Record excerpts section start
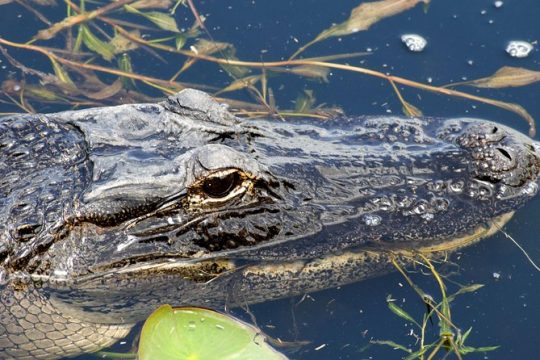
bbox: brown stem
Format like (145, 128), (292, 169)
(63, 0), (166, 62)
(0, 37), (183, 90)
(3, 32), (536, 135)
(186, 0), (206, 31)
(35, 0), (135, 40)
(16, 0), (51, 25)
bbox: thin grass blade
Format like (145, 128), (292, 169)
(80, 25), (115, 61)
(370, 340), (413, 353)
(387, 301), (421, 328)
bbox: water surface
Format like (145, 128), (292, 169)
(1, 1), (539, 359)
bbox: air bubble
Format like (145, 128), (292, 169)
(421, 213), (434, 221)
(363, 214), (382, 226)
(413, 202), (427, 214)
(523, 182), (538, 196)
(506, 41), (533, 58)
(401, 34), (427, 52)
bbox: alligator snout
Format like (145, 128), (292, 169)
(447, 120), (540, 187)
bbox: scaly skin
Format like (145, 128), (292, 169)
(1, 89), (539, 359)
(0, 275), (131, 359)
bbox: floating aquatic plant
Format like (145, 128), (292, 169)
(97, 305), (288, 360)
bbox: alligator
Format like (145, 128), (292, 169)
(1, 89), (539, 359)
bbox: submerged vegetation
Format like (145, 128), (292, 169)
(0, 0), (539, 135)
(372, 256), (498, 360)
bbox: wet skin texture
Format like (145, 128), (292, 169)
(0, 89), (539, 359)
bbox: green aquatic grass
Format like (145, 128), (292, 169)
(371, 255), (499, 360)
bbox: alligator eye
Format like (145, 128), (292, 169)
(202, 171), (240, 198)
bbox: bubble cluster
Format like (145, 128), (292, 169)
(401, 34), (427, 52)
(363, 214), (382, 226)
(505, 41), (533, 58)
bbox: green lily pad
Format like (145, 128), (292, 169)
(138, 305), (288, 360)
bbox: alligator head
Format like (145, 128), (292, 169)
(1, 89), (539, 358)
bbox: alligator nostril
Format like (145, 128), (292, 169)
(497, 147), (512, 161)
(491, 126), (498, 134)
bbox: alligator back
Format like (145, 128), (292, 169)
(0, 115), (90, 266)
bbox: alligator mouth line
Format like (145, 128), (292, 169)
(57, 211), (516, 289)
(396, 211), (514, 254)
(230, 211), (517, 297)
(43, 257), (239, 285)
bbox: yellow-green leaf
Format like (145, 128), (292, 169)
(295, 89), (316, 112)
(289, 65), (329, 82)
(80, 25), (115, 61)
(387, 301), (420, 327)
(218, 46), (250, 78)
(291, 0), (429, 59)
(370, 340), (413, 353)
(469, 346), (500, 352)
(447, 283), (484, 302)
(191, 39), (232, 55)
(174, 39), (236, 76)
(458, 66), (540, 88)
(118, 54), (137, 89)
(175, 34), (187, 49)
(404, 347), (430, 360)
(30, 0), (57, 5)
(324, 0), (429, 38)
(125, 5), (179, 32)
(85, 78), (124, 100)
(455, 283), (484, 295)
(138, 305), (287, 360)
(131, 0), (173, 9)
(26, 86), (62, 101)
(110, 30), (140, 54)
(459, 327), (473, 345)
(402, 101), (423, 117)
(49, 57), (74, 85)
(144, 11), (180, 32)
(216, 75), (262, 95)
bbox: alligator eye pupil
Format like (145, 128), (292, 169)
Record excerpts section end
[Your goal]
Repeat the records above word for word. Pictures stay out of the copy.

[Answer box]
bbox: brown stem
Format like (145, 128), (292, 169)
(63, 0), (166, 62)
(0, 37), (183, 90)
(3, 32), (536, 135)
(186, 0), (206, 31)
(35, 0), (135, 40)
(16, 0), (51, 25)
bbox: thin grass blade
Format like (145, 128), (292, 169)
(80, 25), (115, 61)
(370, 340), (413, 353)
(387, 301), (421, 328)
bbox: water surface
Format like (145, 128), (292, 169)
(1, 1), (539, 359)
bbox: air bubble
Format like (145, 128), (292, 169)
(421, 213), (434, 221)
(363, 214), (382, 226)
(413, 202), (427, 214)
(523, 182), (538, 196)
(506, 41), (533, 58)
(401, 34), (427, 52)
bbox: alligator snout
Format like (145, 128), (292, 169)
(447, 120), (540, 187)
bbox: scaly skin
Format like (145, 128), (292, 169)
(1, 89), (539, 359)
(0, 275), (131, 359)
bbox: floating aquatic plant
Format like (145, 128), (292, 169)
(97, 305), (288, 360)
bbox: alligator
Format like (145, 128), (292, 169)
(1, 89), (539, 359)
bbox: submerged vegetation
Format like (145, 128), (292, 169)
(0, 0), (539, 135)
(372, 256), (498, 360)
bbox: wet skin texture
Format like (145, 128), (292, 169)
(0, 89), (539, 359)
bbox: green aquatic grass
Format like (145, 128), (292, 169)
(371, 255), (499, 360)
bbox: alligator eye
Format like (145, 128), (292, 169)
(202, 171), (240, 198)
bbox: bubble cluster
Format like (145, 128), (292, 169)
(401, 34), (427, 52)
(363, 214), (382, 226)
(505, 41), (533, 58)
bbox: green lily pad
Format like (145, 128), (292, 169)
(138, 305), (288, 360)
bbox: alligator head
Format like (145, 128), (292, 169)
(1, 89), (539, 358)
bbox: alligator nostril
Format like (145, 128), (292, 169)
(497, 147), (512, 161)
(491, 126), (498, 134)
bbox: alligator back
Format like (145, 128), (292, 169)
(0, 115), (90, 266)
bbox: alligator mouth line
Format like (145, 128), (292, 169)
(57, 211), (516, 289)
(396, 211), (514, 254)
(230, 211), (517, 297)
(43, 257), (239, 285)
bbox: yellow-green leaf
Format like (145, 128), (292, 169)
(295, 89), (316, 112)
(289, 65), (329, 82)
(80, 25), (115, 61)
(387, 301), (420, 327)
(218, 46), (250, 78)
(291, 0), (429, 59)
(370, 340), (413, 353)
(469, 346), (500, 352)
(447, 283), (484, 302)
(191, 39), (232, 55)
(174, 39), (236, 76)
(458, 66), (540, 88)
(118, 54), (137, 89)
(175, 34), (187, 49)
(404, 347), (430, 360)
(30, 0), (57, 5)
(324, 0), (429, 38)
(125, 5), (179, 32)
(85, 78), (124, 100)
(455, 283), (484, 295)
(138, 305), (287, 360)
(131, 0), (173, 9)
(26, 86), (62, 101)
(110, 30), (140, 54)
(459, 327), (473, 345)
(402, 101), (423, 117)
(49, 57), (74, 85)
(144, 11), (180, 32)
(216, 75), (262, 95)
bbox: alligator eye pupil
Format like (145, 128), (292, 169)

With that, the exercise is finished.